-- DATA FOR ANALYSIS follows --
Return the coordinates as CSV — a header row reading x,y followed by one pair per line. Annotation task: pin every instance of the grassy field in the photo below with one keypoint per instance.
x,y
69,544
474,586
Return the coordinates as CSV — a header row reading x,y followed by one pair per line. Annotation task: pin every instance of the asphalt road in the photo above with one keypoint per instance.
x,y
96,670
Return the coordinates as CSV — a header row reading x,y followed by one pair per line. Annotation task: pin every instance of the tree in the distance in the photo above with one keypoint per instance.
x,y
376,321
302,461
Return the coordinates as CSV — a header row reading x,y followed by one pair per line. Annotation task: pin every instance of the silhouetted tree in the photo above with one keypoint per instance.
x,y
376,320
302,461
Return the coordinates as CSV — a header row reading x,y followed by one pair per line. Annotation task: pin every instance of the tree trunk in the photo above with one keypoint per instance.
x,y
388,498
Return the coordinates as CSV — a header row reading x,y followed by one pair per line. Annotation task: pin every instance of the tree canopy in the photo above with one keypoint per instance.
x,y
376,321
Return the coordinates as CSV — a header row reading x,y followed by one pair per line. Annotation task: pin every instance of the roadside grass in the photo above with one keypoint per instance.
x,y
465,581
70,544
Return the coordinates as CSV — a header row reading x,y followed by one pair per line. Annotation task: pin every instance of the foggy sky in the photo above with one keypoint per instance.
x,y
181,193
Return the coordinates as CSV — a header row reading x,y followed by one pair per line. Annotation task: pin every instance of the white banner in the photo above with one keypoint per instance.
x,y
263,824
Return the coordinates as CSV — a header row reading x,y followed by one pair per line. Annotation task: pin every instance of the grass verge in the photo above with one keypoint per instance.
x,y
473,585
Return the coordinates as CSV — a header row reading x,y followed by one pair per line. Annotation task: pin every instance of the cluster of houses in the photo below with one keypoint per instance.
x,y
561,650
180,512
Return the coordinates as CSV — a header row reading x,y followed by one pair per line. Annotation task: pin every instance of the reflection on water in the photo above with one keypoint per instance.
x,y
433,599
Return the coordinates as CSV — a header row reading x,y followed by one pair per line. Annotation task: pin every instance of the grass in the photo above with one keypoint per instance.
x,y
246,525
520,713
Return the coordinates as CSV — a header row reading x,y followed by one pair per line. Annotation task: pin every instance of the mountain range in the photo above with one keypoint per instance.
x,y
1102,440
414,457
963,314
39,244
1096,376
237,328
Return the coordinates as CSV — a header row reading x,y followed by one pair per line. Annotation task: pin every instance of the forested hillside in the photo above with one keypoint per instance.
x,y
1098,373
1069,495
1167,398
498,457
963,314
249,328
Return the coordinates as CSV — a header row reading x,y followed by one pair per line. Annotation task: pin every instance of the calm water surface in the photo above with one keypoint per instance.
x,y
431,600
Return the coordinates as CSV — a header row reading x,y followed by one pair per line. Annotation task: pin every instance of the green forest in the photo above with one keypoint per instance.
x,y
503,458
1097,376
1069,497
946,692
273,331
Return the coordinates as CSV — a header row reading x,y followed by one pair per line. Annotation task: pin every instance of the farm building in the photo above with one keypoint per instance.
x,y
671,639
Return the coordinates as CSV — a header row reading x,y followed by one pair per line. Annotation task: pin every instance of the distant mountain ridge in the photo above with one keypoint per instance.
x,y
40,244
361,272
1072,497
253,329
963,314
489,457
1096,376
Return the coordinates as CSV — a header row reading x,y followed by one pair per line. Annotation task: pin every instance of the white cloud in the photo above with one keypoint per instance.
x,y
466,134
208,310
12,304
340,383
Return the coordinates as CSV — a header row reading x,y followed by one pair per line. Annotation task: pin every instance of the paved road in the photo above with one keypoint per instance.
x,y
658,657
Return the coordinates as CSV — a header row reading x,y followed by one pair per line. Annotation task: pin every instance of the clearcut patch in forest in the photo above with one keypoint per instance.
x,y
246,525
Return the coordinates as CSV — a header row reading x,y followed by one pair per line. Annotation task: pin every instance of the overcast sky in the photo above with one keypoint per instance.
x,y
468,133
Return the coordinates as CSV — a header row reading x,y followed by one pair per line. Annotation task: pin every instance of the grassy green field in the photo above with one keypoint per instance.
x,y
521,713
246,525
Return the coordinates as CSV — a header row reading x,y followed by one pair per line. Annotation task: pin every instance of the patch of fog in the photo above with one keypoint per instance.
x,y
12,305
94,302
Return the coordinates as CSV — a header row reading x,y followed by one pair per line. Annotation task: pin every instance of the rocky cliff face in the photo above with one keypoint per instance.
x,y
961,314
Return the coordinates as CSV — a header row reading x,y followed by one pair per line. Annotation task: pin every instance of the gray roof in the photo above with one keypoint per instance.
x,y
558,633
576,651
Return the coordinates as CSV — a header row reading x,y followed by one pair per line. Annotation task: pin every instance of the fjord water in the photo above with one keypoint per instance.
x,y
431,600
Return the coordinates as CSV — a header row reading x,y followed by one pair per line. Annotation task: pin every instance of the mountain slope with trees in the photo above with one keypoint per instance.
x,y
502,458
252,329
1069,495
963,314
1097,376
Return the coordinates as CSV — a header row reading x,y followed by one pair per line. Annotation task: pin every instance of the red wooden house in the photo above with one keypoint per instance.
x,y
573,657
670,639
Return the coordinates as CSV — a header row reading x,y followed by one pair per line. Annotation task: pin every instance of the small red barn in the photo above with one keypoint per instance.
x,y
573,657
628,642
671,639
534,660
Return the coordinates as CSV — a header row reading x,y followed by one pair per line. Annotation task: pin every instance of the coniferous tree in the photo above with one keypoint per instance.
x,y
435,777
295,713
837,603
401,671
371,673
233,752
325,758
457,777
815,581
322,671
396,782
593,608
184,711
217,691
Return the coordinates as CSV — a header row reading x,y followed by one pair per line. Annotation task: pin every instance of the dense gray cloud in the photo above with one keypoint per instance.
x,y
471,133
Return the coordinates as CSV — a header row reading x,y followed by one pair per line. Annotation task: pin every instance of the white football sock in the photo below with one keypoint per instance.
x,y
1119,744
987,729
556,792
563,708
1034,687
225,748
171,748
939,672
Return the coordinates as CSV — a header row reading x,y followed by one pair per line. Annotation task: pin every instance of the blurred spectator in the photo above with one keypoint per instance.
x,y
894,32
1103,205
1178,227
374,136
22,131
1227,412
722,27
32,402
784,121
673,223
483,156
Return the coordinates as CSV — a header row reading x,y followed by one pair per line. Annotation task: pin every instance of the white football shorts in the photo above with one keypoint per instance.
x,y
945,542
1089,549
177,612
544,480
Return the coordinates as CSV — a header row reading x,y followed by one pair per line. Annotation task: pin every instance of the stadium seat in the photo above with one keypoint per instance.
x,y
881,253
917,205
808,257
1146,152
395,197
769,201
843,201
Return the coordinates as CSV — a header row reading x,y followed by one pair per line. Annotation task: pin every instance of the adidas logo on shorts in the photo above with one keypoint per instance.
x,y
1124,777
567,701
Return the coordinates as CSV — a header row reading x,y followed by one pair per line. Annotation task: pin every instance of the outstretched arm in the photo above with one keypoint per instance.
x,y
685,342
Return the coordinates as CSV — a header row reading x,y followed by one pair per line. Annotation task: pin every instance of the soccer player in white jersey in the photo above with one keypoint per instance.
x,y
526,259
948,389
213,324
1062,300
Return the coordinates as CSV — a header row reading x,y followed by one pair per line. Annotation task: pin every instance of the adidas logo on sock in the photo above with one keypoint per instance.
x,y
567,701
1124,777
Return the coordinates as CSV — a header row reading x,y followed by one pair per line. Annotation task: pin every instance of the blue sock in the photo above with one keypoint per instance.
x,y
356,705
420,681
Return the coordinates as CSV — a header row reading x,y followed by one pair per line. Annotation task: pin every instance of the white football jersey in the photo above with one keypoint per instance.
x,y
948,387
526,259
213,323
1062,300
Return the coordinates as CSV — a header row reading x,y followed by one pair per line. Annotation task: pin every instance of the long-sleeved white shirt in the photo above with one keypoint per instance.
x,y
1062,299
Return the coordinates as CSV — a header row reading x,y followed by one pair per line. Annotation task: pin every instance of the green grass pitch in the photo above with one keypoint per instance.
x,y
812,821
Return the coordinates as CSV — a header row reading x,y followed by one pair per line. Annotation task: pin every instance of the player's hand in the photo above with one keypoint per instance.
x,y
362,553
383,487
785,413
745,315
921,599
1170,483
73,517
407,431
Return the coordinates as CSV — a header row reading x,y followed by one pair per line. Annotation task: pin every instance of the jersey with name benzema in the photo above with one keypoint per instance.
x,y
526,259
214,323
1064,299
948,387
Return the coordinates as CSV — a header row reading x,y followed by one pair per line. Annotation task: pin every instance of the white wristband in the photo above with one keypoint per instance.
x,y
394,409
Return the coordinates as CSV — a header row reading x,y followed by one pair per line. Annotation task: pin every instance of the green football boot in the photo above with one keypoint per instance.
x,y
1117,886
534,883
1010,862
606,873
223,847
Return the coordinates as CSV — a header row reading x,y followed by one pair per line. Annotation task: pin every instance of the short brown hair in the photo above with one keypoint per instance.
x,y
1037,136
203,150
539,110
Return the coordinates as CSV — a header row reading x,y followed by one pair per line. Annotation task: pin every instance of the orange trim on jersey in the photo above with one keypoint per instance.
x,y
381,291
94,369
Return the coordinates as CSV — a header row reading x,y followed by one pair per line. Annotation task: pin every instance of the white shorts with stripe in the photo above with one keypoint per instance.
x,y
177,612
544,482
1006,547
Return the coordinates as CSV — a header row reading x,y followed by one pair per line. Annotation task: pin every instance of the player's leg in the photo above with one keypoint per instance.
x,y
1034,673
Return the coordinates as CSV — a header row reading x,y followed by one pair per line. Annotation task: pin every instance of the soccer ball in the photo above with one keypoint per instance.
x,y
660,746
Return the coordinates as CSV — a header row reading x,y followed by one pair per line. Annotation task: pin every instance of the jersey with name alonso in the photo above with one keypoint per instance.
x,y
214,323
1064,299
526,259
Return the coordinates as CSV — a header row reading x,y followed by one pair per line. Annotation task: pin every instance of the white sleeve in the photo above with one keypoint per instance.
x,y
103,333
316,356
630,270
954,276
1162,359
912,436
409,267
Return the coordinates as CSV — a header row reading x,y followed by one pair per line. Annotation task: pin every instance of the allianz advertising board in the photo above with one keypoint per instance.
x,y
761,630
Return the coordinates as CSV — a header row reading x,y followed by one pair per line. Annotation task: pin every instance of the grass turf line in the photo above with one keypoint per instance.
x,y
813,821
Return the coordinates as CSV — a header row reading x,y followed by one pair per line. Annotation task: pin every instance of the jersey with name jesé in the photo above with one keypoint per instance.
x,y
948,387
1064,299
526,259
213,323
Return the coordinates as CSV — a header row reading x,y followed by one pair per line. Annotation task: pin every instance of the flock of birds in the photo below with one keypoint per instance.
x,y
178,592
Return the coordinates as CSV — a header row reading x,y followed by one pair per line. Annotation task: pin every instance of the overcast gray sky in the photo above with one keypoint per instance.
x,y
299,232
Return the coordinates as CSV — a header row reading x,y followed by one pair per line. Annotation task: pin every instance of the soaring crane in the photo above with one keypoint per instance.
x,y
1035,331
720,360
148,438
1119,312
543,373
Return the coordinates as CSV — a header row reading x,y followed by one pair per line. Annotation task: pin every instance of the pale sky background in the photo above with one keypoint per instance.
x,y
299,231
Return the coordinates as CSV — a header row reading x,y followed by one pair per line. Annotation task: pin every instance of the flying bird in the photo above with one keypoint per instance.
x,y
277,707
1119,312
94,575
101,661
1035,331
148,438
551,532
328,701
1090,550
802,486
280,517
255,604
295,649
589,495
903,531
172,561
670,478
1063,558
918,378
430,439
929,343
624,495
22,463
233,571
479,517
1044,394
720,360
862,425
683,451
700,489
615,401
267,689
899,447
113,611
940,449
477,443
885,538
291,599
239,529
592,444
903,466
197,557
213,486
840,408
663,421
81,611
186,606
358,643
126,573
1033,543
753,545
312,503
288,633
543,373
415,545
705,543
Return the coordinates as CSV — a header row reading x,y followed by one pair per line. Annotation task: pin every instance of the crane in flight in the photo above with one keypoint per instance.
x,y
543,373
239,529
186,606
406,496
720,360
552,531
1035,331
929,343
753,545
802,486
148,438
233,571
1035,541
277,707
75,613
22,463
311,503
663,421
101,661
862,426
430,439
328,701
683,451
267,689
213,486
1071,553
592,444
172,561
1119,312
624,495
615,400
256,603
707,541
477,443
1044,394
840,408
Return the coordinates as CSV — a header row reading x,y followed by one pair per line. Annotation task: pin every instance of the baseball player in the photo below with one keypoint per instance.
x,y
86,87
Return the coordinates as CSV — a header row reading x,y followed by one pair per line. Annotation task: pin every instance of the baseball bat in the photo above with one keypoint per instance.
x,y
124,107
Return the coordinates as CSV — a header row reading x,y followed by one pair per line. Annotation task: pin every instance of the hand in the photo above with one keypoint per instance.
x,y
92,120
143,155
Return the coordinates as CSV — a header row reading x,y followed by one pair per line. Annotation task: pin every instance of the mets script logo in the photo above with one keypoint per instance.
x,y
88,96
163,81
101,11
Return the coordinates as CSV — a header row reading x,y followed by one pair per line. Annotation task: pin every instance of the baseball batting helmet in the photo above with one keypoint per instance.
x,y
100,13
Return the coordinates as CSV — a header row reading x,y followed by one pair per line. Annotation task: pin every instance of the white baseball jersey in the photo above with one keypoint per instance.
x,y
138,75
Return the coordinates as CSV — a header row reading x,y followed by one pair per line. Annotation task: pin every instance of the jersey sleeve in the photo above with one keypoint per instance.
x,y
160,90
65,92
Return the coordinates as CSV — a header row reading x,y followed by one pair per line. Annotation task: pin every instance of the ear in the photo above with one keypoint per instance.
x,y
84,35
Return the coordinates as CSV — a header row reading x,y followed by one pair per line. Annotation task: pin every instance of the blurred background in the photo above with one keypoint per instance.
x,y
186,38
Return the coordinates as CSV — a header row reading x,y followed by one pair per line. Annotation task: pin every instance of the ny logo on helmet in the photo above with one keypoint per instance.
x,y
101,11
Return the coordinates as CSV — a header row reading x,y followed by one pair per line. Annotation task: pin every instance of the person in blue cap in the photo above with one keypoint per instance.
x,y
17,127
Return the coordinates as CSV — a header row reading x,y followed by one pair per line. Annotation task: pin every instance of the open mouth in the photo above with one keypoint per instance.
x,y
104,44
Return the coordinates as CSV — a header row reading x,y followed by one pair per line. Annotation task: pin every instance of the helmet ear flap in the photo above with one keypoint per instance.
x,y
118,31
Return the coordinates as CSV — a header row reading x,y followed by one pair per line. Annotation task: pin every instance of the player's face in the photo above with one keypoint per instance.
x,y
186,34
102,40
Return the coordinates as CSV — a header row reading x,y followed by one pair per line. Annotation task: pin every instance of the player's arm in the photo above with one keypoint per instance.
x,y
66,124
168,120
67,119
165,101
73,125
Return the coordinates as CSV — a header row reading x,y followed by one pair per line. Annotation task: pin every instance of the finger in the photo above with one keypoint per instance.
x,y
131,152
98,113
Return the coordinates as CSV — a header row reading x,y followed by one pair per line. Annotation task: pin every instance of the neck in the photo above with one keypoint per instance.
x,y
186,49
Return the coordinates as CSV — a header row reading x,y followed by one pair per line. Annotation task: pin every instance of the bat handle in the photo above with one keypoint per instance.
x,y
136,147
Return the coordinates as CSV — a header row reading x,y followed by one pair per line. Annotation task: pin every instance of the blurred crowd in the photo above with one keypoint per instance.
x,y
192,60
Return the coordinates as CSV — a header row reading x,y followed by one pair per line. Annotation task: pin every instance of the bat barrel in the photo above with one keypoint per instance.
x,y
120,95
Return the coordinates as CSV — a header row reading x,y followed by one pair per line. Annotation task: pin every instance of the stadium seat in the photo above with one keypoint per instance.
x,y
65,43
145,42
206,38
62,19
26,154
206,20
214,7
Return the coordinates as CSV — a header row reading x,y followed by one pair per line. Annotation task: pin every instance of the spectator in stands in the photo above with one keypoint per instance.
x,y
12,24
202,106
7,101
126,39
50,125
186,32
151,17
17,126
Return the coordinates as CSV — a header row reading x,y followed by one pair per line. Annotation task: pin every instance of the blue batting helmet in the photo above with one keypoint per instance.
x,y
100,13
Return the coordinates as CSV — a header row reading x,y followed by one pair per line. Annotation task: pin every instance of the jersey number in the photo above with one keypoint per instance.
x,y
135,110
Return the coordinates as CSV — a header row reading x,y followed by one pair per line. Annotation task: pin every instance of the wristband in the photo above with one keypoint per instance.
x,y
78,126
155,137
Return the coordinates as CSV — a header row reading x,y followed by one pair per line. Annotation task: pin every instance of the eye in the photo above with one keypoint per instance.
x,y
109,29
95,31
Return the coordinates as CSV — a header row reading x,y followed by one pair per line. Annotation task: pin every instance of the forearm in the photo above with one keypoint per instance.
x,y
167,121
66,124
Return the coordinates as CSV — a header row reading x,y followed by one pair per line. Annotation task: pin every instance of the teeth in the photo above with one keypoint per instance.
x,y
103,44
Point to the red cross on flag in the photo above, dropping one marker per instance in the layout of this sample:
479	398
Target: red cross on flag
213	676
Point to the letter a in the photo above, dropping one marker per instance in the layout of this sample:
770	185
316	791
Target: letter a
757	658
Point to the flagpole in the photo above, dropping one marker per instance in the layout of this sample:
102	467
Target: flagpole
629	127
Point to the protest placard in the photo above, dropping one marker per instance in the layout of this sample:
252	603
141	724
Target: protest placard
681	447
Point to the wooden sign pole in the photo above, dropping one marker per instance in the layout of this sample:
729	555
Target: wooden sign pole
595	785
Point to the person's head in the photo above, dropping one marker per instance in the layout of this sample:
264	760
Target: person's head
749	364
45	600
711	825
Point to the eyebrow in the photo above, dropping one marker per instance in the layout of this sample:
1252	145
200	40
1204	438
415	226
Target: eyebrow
-- DATA FOR ANALYSIS concluded --
### EXERCISE DIRECTIONS
Your answer should consist of the lines from the line with "Point to the flagpole" through the last line of the data, set down exactly, both included.

### ANSWER BELOW
Point to the flagpole in the photo above, dropping one marker per instance in the layout of this sample:
102	467
Target: flagpole
629	127
Point to the protest placard in the photo above, dropping one marker per instance in the layout of this sample:
252	603
141	724
Target: protest placard
681	447
Point to the wooden sign pole in the photo above, dropping one marker per instance in the layout of this sample:
729	555
Target: wooden sign pole
595	785
Point to the person's head in the photo above, dropping one marker per instance in the layout of this sample:
264	760
Target: person's head
749	364
45	600
711	825
Point to the eyebrow in the photo above, dropping one marker per instance in the layout of this sample:
1252	145
200	40
1204	438
415	226
Target: eyebrow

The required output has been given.